Texte étudié:
/---

Pour les DH que vous serez, il faut là aussi souhaiter que vos conditions d’exercice se soient considérablement améliorées. Vous bénéficierez selon toute vraisemblance des avancées acquises par le biais des groupes de travail du printemps 2023 visant à l’alignement de votre statut sur celui des administrateurs de l’État, avec un déroulé de carrière moins obstrué par des « quotas ».
Cette preuve de reconnaissance des pouvoirs publics pour notre métier, demandée à maintes reprises par les organisations syndicales, vient rappeler encore une fois l’importance du rôle occupé par les DH dans les établissements de santé.
Vous devrez toutefois rester vigilants à ce que ces revalorisations attendues par vos prédécesseurs pendant près de dix ans ne soient pas un écran de fumée vis-à-vis de vos conditions d’exercice et de vos perspectives professionnelles.
Par ailleurs, si nous ne doutons pas d’un point c’est de l’évolution favorable en matière d’égalité professionnelle chez les DH. La dynamique lancée depuis maintenant plusieurs années connaît aujourd’hui une ampleur retentissante qui doit être portée et poursuivie.

\---

Consigne:
Poursuivez le texte ci-dessus sur l'exercice des futurs DH en reprenant après sa dernière phrase.

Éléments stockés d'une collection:
/---

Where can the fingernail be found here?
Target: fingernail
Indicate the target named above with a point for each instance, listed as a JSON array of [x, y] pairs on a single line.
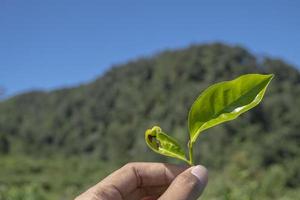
[[201, 173]]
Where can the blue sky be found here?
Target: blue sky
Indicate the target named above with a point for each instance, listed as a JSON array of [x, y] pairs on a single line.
[[51, 44]]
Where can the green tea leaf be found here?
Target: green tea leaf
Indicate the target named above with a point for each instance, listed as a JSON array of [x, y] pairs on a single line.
[[225, 101], [163, 144]]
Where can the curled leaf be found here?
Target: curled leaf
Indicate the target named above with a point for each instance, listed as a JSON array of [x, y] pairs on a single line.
[[163, 144]]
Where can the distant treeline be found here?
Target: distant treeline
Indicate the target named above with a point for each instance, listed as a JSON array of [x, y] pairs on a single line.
[[107, 118]]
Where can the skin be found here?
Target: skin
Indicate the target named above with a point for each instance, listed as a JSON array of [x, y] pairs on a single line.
[[150, 181]]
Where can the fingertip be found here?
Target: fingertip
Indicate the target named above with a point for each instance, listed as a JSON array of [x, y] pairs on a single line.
[[201, 173]]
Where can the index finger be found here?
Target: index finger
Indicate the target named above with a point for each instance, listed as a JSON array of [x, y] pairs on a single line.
[[136, 175]]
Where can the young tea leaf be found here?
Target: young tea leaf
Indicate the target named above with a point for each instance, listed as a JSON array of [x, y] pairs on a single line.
[[225, 101], [163, 144]]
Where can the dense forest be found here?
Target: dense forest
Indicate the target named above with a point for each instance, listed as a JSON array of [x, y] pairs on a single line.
[[55, 144]]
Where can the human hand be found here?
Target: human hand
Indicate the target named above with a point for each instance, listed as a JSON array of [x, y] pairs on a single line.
[[150, 181]]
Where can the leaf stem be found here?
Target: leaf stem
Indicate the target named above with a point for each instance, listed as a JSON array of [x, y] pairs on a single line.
[[190, 146]]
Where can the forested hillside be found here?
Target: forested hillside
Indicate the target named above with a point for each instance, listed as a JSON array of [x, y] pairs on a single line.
[[256, 156]]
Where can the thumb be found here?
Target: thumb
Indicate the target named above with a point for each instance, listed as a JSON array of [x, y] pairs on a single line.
[[188, 185]]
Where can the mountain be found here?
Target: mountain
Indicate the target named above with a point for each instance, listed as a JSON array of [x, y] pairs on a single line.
[[106, 118]]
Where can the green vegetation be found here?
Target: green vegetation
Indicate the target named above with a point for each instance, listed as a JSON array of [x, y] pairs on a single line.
[[56, 144], [219, 103]]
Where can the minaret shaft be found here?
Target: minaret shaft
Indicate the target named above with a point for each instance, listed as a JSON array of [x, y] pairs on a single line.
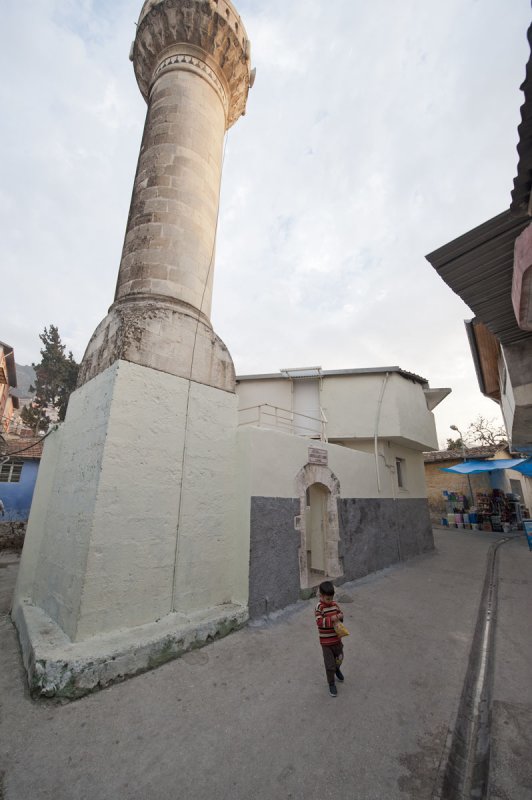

\---

Résultat obtenu:
A l’heure où je vous écris nous sommes encore loin de l’égalité en matière d’accès aux postes à plus hautes responsabilités, mais nous nous en rapprochons. Il faudra là aussi redoubler d’attention pour les objectifs de parité soient atteints et que les efforts accumulés par nos collègues portent leurs fruits.
Malgré tout, et à l’heure où je vous écris, il est évident que notre corps est atteint d’une véritable hémorragie de ses professionnels vers d’autres métiers que celui de Directeurs d’Hôpital.
Certes, ces mobilités tous azimuts participent à la diversité des compétences et des parcours du corps, mais reviennent-ils et comment valorisons-nous ces pas de côté ? Il est permis de croire que cette tendance au détachement vers la FPE et la FPT ou d’autres Missions participant au service public soit aussi le symptôme de professionnels ne pouvant plus supporter les conditions d’exercice en vigueur à l’hôpital ou la dévalorisation de leur rôle. Il s’agit là d’un sujet majeur, fortement mis en lumière ces derniers temps pour les soignants mais beaucoup moins pour les DH. On ne peut que déplorer l’absence de réponse concertée et ambitieuse pour enrayer ce phénomène de la part des pouvoirs publics.
Il ne doit y avoir aucun sujet tabou sur nos métiers, mais il y en a de toute évidence des plus prioritaires que d’autres. Ainsi la réforme de la gouvernance qui s’opère aujourd’hui n’est clairement pas de ceux-là.
Il faut espérer là aussi, cher collègue, qu’une solution équilibrée soit trouvée à cette pénible fausse question du « tandem » qui porte atteinte à fonctions et nos compétences tout en prêtant le flanc à un directeur-bashing qui fait pour certains office de réflexe à défaut de réflexion.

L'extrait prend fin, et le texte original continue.